### EXCERPT TO READ:
START
UNITED STATES DISTRICT COURT FOR THE WESTERN DISTRICT OF VIRGINIA CHARLOTTESVILLE DIVISION
Oct 13, 2017
Civil Action No. 3:17CV00053 (W.D. Va. Oct. 13, 2017)

Opinion

Civil Action No. 3:17CV00053

10-13-2017

TIMOTHY KENNEY, Plaintiff, v. PALMER-STUART OIL COMPANY, INC. d/b/a PRESTON AVENUE SHELL, Defendant.


MEMORANDUM OPINION

Plaintiff Timothy Kenney filed this action against defendant Palmer-Stuart Oil Company, Inc., alleging a violation of the Fair Labor Standards Act ("FLSA"), 29 U.S.C. § 201 et seq. and breach of contract. The Clerk has entered default, and this matter is currently before the court on plaintiff's motion for default judgment. Defendant has not responded to the motion. For the reasons set forth below, the motion will be granted.
END
### AVAILABLE DATA:
START
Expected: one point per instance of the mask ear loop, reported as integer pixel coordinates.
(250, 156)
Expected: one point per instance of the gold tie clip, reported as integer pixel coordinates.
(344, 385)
END
### EXERCISE INSTRUCTIONS:
1. Reproduce, word for word, the part of the court opinion that opens with the words containing "MEMORANDUM OPINION" and closes with "will be granted.".
2. According to the court opinion, which party has not responded to the motion for default judgment?
3. List every name by which the court opinion identifies the parties to the case, including any business name.

### EXERCISE RESPONSES:
1.
MEMORANDUM OPINION

Plaintiff Timothy Kenney filed this action against defendant Palmer-Stuart Oil Company, Inc., alleging a violation of the Fair Labor Standards Act ("FLSA"), 29 U.S.C. § 201 et seq. and breach of contract. The Clerk has entered default, and this matter is currently before the court on plaintiff's motion for default judgment. Defendant has not responded to the motion. For the reasons set forth below, the motion will be granted.

2. The defendant, Palmer-Stuart Oil Company, Inc.

3.
- Timothy Kenney
- Palmer-Stuart Oil Company, Inc.
- Preston Avenue Shell